*TO DO:* Count the lines in the entries below that contain the string "motorcycle", and reply with the number alone.

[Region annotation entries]
- - - - - - -
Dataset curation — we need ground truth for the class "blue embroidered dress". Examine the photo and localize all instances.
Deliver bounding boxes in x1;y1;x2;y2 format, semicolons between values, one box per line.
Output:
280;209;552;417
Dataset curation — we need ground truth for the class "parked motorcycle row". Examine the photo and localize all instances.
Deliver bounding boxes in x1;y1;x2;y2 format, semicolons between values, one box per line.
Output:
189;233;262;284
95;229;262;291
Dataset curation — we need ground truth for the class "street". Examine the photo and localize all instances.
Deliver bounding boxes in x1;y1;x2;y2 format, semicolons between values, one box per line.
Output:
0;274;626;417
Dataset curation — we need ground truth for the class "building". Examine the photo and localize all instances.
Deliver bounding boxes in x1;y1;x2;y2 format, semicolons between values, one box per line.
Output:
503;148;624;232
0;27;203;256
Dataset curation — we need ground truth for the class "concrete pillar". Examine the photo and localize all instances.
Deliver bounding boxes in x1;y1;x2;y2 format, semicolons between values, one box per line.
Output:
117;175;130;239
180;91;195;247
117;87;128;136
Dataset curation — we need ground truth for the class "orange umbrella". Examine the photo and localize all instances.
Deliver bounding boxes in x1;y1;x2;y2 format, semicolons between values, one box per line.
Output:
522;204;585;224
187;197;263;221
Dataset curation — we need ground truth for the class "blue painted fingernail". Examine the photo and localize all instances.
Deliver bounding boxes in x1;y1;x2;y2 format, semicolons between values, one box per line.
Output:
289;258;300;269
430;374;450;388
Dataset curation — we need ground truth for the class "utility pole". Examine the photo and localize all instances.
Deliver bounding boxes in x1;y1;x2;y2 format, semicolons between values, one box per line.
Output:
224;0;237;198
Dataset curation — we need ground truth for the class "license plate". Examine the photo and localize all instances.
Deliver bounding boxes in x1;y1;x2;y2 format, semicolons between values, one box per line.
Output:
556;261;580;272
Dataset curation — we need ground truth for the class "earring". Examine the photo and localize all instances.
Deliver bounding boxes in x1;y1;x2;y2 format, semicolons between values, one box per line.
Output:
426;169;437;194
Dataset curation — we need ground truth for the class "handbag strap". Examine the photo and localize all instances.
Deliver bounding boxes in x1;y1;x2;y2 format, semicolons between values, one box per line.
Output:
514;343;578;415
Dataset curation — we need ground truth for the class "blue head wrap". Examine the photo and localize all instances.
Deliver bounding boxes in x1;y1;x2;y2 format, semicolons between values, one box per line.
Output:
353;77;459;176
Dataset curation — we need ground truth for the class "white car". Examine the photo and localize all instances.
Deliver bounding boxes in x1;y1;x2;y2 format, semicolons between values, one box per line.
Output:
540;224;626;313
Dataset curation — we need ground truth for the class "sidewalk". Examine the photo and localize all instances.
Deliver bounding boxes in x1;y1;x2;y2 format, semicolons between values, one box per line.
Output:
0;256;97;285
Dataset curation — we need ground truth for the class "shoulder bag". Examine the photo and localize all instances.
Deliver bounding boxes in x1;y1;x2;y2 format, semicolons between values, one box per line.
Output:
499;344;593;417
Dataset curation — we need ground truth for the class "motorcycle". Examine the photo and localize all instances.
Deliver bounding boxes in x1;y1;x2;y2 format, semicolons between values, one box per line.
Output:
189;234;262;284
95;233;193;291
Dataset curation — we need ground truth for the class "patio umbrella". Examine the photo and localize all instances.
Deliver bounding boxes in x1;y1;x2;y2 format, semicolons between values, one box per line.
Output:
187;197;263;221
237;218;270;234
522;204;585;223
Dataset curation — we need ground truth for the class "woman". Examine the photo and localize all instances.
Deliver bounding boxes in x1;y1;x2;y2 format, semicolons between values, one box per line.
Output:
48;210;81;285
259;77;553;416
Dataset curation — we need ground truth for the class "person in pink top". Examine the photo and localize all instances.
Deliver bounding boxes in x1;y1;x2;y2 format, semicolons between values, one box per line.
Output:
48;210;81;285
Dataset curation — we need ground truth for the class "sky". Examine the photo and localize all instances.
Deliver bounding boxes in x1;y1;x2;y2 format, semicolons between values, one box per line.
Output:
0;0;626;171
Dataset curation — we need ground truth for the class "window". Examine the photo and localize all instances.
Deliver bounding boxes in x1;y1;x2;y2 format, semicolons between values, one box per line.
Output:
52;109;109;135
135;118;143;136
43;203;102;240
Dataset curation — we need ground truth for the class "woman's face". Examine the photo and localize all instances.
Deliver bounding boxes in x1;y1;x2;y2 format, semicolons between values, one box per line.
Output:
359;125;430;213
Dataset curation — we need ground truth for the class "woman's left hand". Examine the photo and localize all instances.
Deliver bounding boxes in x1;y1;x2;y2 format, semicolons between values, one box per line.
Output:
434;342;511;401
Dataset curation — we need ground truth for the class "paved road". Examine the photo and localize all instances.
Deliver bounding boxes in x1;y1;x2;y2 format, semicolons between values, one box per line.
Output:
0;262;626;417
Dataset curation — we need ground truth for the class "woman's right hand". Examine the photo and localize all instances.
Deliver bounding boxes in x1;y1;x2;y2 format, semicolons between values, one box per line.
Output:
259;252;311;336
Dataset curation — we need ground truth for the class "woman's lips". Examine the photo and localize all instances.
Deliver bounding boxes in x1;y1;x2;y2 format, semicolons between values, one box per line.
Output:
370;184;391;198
- - - - - - -
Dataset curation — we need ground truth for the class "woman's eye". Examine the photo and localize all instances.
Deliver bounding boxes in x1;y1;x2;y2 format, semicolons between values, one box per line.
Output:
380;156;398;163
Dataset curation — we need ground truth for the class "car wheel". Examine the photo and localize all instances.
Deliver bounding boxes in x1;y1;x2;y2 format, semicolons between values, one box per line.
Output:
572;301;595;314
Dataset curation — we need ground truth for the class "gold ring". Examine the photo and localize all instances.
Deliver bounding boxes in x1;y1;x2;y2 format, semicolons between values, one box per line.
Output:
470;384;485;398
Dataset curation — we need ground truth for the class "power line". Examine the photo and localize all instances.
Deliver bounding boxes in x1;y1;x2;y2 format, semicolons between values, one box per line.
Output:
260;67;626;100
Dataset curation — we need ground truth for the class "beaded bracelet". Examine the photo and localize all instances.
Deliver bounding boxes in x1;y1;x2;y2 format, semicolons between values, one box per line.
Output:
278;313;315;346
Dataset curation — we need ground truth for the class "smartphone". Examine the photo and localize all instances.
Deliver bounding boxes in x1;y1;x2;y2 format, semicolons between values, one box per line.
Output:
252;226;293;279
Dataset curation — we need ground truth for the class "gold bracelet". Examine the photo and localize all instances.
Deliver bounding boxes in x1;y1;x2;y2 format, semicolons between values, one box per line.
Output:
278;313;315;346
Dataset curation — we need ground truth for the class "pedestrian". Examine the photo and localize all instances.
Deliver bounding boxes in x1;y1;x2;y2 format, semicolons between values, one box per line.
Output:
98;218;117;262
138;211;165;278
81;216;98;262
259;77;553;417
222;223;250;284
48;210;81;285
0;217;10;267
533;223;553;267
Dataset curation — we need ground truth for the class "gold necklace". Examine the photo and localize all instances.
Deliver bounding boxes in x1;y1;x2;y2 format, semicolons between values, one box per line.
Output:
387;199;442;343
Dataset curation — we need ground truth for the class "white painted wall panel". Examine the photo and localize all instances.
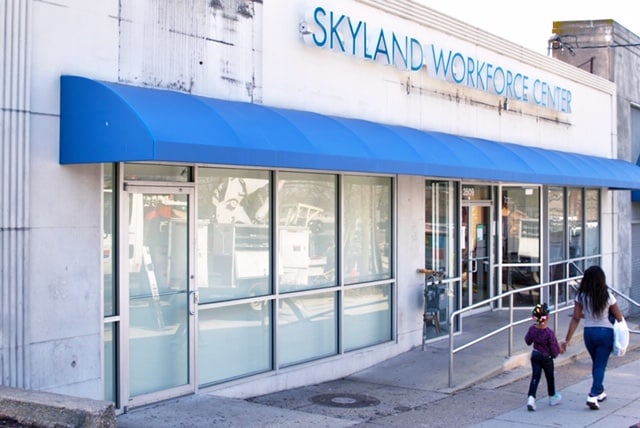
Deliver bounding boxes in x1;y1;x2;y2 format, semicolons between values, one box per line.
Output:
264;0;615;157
- - - - - - -
*RESULT OF THIS EXERCISE:* 2